▶ _Exercise objective_
Using the records that appear below, write out exactly the lines from the one with "Query: goat with black collar" through the one with "Query: overcast sky", keeping both end lines.

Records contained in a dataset
________________________________________

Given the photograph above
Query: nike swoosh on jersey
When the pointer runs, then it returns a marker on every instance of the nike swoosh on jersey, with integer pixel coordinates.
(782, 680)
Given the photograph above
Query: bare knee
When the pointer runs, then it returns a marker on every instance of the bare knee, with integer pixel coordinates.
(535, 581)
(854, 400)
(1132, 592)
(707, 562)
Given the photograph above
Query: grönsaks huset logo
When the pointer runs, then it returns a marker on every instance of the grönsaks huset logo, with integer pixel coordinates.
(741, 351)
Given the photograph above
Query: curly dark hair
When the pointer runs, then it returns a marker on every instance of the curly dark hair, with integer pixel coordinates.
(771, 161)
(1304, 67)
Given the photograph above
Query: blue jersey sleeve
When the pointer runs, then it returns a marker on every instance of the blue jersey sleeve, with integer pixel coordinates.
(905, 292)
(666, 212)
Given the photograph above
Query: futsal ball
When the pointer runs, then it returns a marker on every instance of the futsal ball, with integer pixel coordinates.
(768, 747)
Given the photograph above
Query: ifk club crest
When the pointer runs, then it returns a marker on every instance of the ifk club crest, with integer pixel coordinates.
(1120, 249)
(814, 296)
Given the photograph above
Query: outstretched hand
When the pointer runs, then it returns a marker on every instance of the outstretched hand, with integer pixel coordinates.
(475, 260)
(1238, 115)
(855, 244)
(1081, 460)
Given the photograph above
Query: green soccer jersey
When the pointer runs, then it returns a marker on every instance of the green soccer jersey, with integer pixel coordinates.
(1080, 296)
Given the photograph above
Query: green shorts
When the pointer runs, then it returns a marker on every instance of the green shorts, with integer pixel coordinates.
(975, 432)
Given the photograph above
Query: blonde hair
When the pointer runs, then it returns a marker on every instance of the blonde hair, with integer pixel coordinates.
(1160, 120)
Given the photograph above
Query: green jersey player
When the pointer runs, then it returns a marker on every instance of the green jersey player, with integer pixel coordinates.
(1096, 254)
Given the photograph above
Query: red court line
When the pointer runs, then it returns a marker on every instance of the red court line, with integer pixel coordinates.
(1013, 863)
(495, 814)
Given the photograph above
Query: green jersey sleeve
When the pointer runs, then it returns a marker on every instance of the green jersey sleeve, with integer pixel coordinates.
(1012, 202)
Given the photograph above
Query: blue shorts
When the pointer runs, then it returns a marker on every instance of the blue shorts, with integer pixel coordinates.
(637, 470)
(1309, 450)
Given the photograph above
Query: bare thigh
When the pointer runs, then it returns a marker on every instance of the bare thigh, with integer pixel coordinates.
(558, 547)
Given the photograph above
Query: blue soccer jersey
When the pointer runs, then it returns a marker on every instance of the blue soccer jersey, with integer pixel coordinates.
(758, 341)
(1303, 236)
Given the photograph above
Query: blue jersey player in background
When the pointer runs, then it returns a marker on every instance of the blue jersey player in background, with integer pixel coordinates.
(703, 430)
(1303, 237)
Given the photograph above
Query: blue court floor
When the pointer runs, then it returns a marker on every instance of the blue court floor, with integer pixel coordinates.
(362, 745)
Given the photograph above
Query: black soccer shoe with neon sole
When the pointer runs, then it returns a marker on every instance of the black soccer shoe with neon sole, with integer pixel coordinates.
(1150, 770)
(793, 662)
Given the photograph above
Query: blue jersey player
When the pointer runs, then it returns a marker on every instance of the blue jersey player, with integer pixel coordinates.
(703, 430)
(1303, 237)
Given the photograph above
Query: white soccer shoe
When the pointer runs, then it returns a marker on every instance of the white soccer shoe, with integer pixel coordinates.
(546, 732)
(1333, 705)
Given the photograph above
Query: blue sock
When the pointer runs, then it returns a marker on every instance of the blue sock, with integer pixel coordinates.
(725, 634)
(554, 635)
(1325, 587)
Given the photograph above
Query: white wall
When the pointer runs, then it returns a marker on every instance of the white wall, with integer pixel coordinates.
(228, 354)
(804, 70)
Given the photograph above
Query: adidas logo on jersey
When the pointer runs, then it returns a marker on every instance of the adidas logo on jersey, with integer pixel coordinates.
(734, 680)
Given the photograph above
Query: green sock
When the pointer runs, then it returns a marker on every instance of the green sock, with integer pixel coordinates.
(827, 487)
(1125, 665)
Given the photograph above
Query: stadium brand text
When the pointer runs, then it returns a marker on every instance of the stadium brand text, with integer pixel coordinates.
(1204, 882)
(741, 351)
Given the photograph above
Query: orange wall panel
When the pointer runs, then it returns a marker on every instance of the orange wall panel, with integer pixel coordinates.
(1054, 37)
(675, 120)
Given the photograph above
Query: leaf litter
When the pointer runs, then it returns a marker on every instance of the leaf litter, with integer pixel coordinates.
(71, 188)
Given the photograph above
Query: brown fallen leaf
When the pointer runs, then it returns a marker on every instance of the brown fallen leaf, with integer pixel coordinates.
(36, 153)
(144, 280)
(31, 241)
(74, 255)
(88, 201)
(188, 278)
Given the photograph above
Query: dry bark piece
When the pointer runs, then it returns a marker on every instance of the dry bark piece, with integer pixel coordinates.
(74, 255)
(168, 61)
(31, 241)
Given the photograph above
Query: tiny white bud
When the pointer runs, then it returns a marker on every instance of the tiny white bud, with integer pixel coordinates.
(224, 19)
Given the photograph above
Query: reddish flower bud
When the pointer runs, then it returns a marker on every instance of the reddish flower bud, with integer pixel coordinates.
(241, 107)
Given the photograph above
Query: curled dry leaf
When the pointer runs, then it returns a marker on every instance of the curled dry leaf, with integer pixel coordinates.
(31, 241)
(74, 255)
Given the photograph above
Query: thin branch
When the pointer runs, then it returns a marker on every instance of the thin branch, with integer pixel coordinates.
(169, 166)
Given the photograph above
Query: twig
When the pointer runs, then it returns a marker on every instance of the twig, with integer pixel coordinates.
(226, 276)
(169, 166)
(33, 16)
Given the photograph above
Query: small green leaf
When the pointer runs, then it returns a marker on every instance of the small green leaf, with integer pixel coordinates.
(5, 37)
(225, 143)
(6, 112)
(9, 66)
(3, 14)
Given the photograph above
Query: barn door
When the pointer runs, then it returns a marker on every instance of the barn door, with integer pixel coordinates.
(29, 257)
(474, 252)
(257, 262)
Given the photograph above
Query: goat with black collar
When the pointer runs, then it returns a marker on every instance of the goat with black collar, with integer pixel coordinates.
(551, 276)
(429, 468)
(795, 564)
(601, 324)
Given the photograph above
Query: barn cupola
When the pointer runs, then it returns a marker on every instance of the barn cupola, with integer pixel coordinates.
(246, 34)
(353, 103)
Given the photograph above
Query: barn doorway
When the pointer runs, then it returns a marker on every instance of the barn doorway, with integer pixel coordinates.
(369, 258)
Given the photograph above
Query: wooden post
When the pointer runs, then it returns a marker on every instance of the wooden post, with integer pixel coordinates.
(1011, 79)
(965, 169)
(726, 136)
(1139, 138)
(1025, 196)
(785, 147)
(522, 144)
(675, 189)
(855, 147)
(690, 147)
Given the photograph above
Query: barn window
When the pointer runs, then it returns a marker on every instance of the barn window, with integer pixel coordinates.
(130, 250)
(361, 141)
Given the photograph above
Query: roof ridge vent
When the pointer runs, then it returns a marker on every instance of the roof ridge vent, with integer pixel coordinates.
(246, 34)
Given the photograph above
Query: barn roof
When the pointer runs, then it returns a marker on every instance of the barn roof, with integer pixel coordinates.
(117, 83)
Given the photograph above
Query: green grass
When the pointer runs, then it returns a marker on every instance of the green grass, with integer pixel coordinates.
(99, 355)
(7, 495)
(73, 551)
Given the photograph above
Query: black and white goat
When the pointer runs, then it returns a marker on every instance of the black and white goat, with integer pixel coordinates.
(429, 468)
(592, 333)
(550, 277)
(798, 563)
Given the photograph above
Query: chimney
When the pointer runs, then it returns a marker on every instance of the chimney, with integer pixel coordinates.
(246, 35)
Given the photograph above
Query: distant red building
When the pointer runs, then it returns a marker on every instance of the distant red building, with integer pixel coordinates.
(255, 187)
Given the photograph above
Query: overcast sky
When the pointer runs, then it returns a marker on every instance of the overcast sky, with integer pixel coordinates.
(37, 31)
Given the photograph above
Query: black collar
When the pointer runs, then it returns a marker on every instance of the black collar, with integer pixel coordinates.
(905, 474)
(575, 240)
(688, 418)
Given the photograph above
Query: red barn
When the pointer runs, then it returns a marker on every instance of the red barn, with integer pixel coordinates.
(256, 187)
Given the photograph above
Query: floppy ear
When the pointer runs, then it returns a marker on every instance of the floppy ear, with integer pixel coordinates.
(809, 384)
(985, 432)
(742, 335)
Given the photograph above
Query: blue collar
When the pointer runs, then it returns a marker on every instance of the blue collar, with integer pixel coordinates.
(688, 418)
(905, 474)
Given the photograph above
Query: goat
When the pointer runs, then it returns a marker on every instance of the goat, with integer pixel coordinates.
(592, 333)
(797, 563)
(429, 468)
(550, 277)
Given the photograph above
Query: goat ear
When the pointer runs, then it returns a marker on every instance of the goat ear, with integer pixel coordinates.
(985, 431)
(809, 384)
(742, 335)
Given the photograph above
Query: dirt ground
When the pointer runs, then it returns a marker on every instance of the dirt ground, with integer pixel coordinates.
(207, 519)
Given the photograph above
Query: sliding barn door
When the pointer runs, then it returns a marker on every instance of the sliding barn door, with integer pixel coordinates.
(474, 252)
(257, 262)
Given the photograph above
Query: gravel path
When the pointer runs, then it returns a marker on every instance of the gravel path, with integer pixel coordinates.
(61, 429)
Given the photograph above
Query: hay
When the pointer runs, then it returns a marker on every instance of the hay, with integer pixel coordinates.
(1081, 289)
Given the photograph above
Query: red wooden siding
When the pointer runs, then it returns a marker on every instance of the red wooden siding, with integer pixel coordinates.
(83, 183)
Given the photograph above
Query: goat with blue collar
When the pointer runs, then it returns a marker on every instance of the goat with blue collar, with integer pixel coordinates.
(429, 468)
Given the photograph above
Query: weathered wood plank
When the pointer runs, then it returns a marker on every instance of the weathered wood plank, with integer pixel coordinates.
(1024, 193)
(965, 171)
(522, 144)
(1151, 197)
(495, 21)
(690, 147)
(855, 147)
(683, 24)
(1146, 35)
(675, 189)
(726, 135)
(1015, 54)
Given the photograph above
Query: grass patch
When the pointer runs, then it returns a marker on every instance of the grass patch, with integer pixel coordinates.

________________________________________

▶ _Task result_
Query: goat with black collar
When the pointer runs, then it returns a marker on every instance of the goat with black collar, with integer pixel coordinates.
(551, 276)
(429, 468)
(795, 564)
(601, 324)
Given the photograph above
Query: barn cupola
When the pointer runs, then it returns a marker on every instance of the barn cupola, with integer pixel coordinates.
(246, 34)
(353, 103)
Given the photograph above
Query: barn doorway
When the pointer runs, then it returns a marker on every instance of the barn doorway, with integer pixel coordinates.
(369, 258)
Given the photograph above
Query: wooden post
When the pointer runs, then it returns a marker on every instance of the wooden post, with integer pixel coordinates.
(1011, 79)
(965, 169)
(726, 136)
(1139, 138)
(1025, 196)
(785, 147)
(522, 144)
(675, 189)
(855, 147)
(690, 147)
Given the photograph above
Query: barn window
When the pointer runs, then it returns a marker on every instance of the barn window, with integer pixel coordinates.
(130, 250)
(361, 141)
Given the photograph above
Query: roof ridge vent
When the pointer runs, then it returns a marker on every instance of the roof ridge vent, with integer pixel coordinates.
(246, 34)
Given the photograph above
Query: barn roof
When the pointer runs, then it returns a marker on every instance of the barn roof, with integer pixel coordinates.
(117, 83)
Given the photograph above
Query: green grass
When the pointer runs, then it returns a marker on every instance of the green grass, with integer pixel coordinates.
(99, 355)
(7, 495)
(73, 551)
Given the photograph above
Query: black and white goat
When the pointer runs, then it returns a marker on every instance of the black and white goat, with integer pixel coordinates.
(429, 468)
(592, 333)
(550, 277)
(798, 563)
Given the photograph above
Query: chimney
When the pointer runs, then it returns a marker on every instance of the chimney, with integer pixel coordinates.
(246, 35)
Given the photograph above
Query: distant red building
When the pointer runs, then it returns a marker on every instance of the distant red building, with integer pixel coordinates.
(255, 187)
Given the photograph above
Query: overcast sky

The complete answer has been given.